Actions to take.
(a) Do these statements agree with the interview on payment infrastructure? Answer yes or no for each and quote the words that decide it. (i) The team relied on two-phase commit because it scaled to their volumes. (ii) Load balancers detected TCP health-check failures in under two seconds. (iii) Each payment request's idempotency key lived for hours.
(b) Carry the interview on payment infrastructure and AI agents forward, starting after its final sentence.

Selected text.
[Start]

Payment infrastructure was not built for autonomous decisions. Every API, every auth flow, every compliance checkpoint assumes a human being is present at the moment of transaction; someone who clicked a button, entered a PIN, or tapped a screen. That assumption is now under pressure.
Anath Bandhu Chatterjee has spent 15 years building the distributed systems that move money at scale, working across major financial institutions on real-time payment infrastructure, microservices architecture, and the observability frameworks that keep high-volume transactions from failing silently. He has seen firsthand what happens when those systems hit their limits — and why adding AI agents into that stack is not simply an engineering challenge but a fundamental rethinking of how trust, authorization, and accountability get encoded into financial infrastructure.
In this interview, Anath walks through the architectural gaps that make today’s payment APIs poorly suited for autonomous agents, what delegation and audit trails would actually need to look like, and why the industry is further from solving this than most people realize.
You’ve spent 15 years building distributed payment systems at companies like PayPal and JPMorgan Chase, where a single minute of downtime can cost millions. What’s the most critical lesson you’ve learned about building infrastructure that cannot fail?
The most critical lesson that I have learned while working at these payment industry giants is that infrastructure that cannot fail is, in essence, an infrastructure that fails, but recovers automatically, degrades predictably, and never loses money in the process.
In these critical payment processing systems, redundancy is not just a feature; it is the foundation of everything. In payments, you can’t rely on a single point of failure, whether it’s hardware, software, or even human processes.
Below are some of the key tenets that helped contain the blast radius and maintain business continuity in the event of failures.
Idempotency at its core: Every payment request carried a client-generated idempotency key that lived for hours. Because every API was 100% idempotent, retries ensured exactly-once semantics. Zero double-charges, zero lost payments.
Compensating actions in distributed transactions: We used saga patterns extensively because two-phase commit doesn’t scale to our volumes. When a payment authorization succeeds, but settlement fails, we have automated compensation flows that reverse the authorization rather than leaving the system in an inconsistent state.
Active-Active multi-region architecture: We had multiple live, load-balanced regions. Traffic was already spread across these regions. When one region failed, the load balancers detected TCP health-check failures under two seconds and rerouted traffic to the remaining regions. No human touched anything.
Automated canary rollback and feature flags. We had just rolled out a new version of a microservice just a few minutes before an outage. When we saw a tiny spike in decline rates (unrelated but coincident), the system auto-rolled back the change within seconds because the canary metrics crossed the error budget threshold. Again, no human is involved.

[End]

Given information.

[Start]

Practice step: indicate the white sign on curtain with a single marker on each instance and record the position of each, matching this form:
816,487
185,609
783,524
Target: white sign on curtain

[End]

Answer set.
(a)
(i) No: "We used saga patterns extensively because two-phase commit doesn’t scale to our volumes."
(ii) Yes: "the load balancers detected TCP health-check failures under two seconds and rerouted traffic to the remaining regions."
(iii) Yes: "Every payment request carried a client-generated idempotency key that lived for hours."

(b)
Most people think of PayPal and JPMorgan as financial companies, but you’re essentially running massive distributed computing systems that happen to move money. How does building payment infrastructure differ from other types of distributed systems, and why do those differences matter?
Absolutely right, these companies run massive, distributed computing systems that happen to move money, but the moving money part changes everything in the following fundamental ways.
State transitions are atomic and irreversible: In most distributed systems, if you lose a message or a request time out, you retry with an idempotency key to ensure at-most-once semantics. In payments, the challenge is more nuanced; every state transition that represents money movement must be durable, observable, and reconcilable, while the underlying infrastructure is inherently distributed. Eventual consistency is not an option where money is on the line, double charges are impossible.
Latency has direct financial consequences. If your social media feed is slow, users are annoyed. If payment authorization takes too long, merchants lose sales. At PayPal, we measured that every 100ms of additional latency in checkout flows corresponds to a measurable drop-off in conversion rates. But we also can’t sacrifice correctness for speed—we need both sub-100ms authorization response times and perfect accuracy. That naturally drives architectural decisions that wouldn’t make sense elsewhere.
Regulatory compliance dictates architecture in ways most engineers never experience. Processing a cross-border payment from the US to the EU means navigating PCI DSS, GDPR, PSD2, FinCEN regulations, plus banking regulations in both jurisdictions. And these aren’t just checkboxes—they fundamentally constrain how we build systems.
The operational impact is real. Want to spin up a new AWS region to handle a traffic spike? That’s not a one-line Terraform change—it’s legal approval, compliance reviews, data protection impact assessments, and regulatory sign-offs that can easily take 6-9 months. I’ve seen architecture decisions delayed for a year because the compliance team needed to verify that our proposed deployment model satisfied contradictory requirements from different regulators.
You recently attended the Agentic AI Conference, which suggests you’re thinking about where AI and payments intersect. From your vantage point building today’s payment infrastructure, what’s the biggest gap between current systems and what AI agents will need to transact autonomously?
The biggest gap that I can see is that the current payment APIs assume a human in the loop for every decision, with session-based authentication and explicit user consent at transaction time. AI agents will need something fundamentally different: delegated authority with fine-grained, revocable permissions and real-time risk assessment.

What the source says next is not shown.